## [Task statement]
Repeat precisely, and only, the lines between the line containing "Could you spot the cave wall" and the end of the listing below, both ends included.

──────── Material for the task

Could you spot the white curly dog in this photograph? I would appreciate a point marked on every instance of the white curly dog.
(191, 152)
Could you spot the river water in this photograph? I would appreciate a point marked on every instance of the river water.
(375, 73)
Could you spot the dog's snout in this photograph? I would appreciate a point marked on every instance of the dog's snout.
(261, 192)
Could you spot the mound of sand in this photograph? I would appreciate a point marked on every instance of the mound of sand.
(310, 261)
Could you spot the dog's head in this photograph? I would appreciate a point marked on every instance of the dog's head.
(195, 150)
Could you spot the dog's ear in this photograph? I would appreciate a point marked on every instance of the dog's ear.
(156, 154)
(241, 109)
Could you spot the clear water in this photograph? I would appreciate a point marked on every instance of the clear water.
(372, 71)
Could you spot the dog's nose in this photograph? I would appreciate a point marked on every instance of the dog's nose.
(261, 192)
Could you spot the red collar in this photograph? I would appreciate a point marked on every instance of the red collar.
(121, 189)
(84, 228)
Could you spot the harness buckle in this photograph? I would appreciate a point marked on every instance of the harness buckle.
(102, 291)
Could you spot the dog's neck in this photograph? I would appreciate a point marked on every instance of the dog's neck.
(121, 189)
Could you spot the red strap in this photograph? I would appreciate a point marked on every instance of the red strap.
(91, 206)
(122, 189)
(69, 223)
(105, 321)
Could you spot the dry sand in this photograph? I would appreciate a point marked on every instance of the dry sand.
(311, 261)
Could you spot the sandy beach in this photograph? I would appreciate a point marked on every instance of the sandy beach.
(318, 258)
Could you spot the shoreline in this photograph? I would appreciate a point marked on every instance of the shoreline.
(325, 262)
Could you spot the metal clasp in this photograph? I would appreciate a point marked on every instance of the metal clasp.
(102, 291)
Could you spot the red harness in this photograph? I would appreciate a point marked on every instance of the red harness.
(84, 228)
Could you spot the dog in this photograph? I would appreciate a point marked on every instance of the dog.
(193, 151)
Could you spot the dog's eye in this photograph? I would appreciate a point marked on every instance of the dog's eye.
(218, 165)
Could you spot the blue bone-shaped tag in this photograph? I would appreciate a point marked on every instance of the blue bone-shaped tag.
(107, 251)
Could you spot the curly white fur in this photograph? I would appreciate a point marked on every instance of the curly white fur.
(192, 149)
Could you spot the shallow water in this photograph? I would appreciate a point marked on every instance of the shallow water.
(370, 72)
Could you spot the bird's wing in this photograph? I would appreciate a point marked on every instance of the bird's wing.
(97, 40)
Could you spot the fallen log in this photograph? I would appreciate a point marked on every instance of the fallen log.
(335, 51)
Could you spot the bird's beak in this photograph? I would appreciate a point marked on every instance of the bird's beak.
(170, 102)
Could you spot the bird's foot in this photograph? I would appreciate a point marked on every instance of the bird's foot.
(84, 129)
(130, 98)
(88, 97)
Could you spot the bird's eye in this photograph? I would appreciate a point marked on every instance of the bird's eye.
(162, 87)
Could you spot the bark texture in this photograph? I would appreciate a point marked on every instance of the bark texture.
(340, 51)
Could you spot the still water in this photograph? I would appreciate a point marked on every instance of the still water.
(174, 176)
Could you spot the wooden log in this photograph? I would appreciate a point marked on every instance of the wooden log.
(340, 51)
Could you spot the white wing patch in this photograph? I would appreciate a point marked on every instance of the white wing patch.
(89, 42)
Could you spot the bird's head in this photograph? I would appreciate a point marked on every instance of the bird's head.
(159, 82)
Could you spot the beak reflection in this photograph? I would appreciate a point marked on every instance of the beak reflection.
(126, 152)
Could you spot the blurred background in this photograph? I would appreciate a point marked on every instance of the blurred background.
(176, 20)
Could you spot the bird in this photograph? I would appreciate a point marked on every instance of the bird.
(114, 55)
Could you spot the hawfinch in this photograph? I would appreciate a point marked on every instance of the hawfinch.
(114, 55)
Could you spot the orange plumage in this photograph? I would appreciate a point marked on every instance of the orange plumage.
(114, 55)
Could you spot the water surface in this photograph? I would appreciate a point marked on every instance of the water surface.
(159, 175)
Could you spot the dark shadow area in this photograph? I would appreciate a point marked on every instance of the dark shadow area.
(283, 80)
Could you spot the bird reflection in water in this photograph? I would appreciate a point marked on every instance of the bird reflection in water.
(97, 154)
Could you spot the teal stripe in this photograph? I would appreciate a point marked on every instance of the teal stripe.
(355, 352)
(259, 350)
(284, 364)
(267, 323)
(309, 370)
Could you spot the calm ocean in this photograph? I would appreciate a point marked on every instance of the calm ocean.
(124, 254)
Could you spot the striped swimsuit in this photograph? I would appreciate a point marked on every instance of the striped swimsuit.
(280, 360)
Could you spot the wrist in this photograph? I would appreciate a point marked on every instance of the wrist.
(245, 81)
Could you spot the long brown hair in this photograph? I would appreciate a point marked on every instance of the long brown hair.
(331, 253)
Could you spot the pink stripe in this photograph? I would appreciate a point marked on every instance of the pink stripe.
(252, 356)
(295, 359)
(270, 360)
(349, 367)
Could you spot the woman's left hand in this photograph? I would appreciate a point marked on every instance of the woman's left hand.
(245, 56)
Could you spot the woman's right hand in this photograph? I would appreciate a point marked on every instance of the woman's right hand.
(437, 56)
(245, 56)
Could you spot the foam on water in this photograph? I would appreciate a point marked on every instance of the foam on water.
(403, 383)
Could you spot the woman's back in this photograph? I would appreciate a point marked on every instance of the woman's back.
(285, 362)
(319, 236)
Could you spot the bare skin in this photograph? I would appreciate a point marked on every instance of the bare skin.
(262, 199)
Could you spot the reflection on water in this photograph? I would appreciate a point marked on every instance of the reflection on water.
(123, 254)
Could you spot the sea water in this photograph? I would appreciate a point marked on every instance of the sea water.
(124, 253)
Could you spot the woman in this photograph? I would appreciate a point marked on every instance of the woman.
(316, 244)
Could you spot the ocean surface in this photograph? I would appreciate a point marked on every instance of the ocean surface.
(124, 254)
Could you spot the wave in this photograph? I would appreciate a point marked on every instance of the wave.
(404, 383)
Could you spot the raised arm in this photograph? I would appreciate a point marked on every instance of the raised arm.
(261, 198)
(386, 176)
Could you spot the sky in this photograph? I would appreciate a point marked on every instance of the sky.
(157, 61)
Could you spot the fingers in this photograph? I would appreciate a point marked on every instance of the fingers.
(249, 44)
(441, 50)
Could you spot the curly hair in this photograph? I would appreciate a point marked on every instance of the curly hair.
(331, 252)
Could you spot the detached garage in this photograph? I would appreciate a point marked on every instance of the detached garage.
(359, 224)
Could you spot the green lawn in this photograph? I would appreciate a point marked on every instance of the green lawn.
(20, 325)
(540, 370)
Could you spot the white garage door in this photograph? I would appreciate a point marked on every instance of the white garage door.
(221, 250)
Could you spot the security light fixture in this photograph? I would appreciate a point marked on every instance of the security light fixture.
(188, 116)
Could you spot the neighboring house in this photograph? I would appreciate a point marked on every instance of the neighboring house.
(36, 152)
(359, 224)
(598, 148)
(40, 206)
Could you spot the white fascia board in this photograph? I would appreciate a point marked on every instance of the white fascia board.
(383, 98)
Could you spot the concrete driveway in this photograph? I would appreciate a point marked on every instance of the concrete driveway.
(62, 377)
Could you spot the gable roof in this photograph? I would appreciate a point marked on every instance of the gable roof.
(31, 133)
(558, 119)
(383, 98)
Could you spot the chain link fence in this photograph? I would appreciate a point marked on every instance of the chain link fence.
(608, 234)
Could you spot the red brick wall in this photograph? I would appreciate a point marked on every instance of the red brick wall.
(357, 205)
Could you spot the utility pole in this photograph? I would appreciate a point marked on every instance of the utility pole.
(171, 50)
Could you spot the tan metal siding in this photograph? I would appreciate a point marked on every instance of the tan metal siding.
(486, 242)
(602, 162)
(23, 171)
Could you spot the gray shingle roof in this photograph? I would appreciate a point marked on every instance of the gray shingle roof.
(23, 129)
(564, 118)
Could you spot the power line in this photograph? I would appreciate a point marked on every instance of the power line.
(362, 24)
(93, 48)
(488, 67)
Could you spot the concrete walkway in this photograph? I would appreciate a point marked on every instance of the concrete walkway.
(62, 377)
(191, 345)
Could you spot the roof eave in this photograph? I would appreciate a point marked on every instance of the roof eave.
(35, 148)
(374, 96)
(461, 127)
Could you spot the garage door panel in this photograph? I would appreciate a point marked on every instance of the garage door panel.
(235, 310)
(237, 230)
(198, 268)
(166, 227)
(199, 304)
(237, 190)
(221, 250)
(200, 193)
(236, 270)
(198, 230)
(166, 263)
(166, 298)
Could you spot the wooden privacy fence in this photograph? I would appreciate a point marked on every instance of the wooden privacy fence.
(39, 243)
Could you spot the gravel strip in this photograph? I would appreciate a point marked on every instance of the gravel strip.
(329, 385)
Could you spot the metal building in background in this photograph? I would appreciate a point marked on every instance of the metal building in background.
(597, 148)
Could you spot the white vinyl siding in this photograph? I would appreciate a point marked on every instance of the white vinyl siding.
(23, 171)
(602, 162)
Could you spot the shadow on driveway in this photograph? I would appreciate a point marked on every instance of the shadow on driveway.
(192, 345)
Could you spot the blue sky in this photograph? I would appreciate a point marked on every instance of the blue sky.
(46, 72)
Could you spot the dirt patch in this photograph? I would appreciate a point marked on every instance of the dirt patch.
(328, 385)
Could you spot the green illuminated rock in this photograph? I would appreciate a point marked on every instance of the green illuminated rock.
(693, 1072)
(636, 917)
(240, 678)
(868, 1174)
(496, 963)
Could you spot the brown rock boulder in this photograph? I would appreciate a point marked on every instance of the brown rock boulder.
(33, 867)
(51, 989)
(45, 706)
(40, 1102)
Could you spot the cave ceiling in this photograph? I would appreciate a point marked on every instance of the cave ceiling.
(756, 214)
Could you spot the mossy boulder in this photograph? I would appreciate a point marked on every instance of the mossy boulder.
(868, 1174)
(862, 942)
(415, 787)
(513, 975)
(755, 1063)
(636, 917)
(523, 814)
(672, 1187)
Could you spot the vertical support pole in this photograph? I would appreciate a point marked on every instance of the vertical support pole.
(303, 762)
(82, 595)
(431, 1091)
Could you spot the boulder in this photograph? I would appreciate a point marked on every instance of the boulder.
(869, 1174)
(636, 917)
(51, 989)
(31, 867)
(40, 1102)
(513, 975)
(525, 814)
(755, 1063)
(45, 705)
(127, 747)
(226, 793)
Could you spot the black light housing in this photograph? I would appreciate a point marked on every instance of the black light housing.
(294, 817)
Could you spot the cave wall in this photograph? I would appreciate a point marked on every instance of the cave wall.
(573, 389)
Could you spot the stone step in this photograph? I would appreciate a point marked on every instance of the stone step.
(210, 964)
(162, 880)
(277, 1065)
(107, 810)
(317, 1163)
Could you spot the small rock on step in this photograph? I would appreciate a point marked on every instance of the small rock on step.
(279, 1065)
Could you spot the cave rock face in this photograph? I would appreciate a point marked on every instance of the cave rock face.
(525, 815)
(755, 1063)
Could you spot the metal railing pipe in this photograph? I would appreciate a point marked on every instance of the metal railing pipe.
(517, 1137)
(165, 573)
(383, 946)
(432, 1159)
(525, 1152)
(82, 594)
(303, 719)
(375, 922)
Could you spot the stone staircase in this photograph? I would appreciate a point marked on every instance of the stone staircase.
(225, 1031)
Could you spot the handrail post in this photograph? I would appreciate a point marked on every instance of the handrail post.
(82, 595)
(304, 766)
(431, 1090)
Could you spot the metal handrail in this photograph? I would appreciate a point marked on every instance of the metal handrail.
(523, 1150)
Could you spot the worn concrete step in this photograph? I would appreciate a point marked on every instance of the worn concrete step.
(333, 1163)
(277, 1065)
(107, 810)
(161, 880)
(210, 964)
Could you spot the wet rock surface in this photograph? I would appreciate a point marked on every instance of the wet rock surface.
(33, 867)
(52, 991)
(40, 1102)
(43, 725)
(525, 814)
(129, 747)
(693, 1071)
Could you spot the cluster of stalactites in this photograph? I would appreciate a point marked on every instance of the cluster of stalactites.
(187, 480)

────────────────

## [Written response]
Could you spot the cave wall in this photograph? I would appreciate a point marked on every instance of the cave wall.
(573, 389)
Could you spot the stone step in this photograph? I would appreciate a point marked on every instance of the stone step.
(210, 964)
(162, 880)
(277, 1065)
(107, 810)
(317, 1163)
Could you spot the small rock on step in this photograph? I would appreciate a point marked on every instance of the small rock on step.
(279, 1065)
Could you spot the cave rock face in this photograph? I would appreciate a point marked on every instance of the cave rock face.
(525, 815)
(755, 1063)
Could you spot the metal railing pipe in this photograph? I would appreciate a point marked on every instance of the metal railing pipe.
(517, 1137)
(165, 573)
(383, 946)
(432, 1159)
(525, 1152)
(82, 594)
(303, 719)
(375, 922)
Could you spot the stone staircase in this photograph? I would appreciate a point marked on every instance of the stone staircase.
(225, 1031)
Could you spot the handrail post in this photograph? I would appreciate a point marked on every instance of the handrail post.
(82, 595)
(304, 766)
(431, 1090)
Could you spot the metal handrail in this photograph? I would appreciate a point marked on every instance of the metal handrail.
(523, 1150)
Could you spot the worn concrete step in this photograph? I would appreciate a point marked on every instance of the worn concrete step.
(333, 1163)
(277, 1065)
(107, 810)
(161, 880)
(210, 964)
Could you spot the wet rock surface in this photograph? I would appreciate a point marked on every instance of the wet rock surface.
(33, 867)
(52, 991)
(40, 1102)
(43, 725)
(525, 814)
(129, 747)
(693, 1071)
Could you spot the cluster of stalactites in this photograph? I would appreciate a point marked on every instance of the cluster of stalactites.
(187, 480)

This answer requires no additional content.